------ Input rows
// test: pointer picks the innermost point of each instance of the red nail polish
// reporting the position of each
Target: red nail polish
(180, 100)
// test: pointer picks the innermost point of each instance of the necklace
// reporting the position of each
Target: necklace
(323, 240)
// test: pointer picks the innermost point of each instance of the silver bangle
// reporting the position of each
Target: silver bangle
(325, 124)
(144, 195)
------------
● What needs to be done
Transcribe the full listing above without leaving anything out.

● Response to the task
// test: pointer picks the innermost point of each instance of the red nail polish
// reporting the position of each
Target: red nail polish
(180, 100)
// test: pointer picks the innermost point of each instance of the necklace
// reporting the position of each
Target: necklace
(323, 240)
// test: pointer picks the innermost point of each instance of the silver bangle
// reporting the position of each
Target: silver bangle
(325, 124)
(144, 195)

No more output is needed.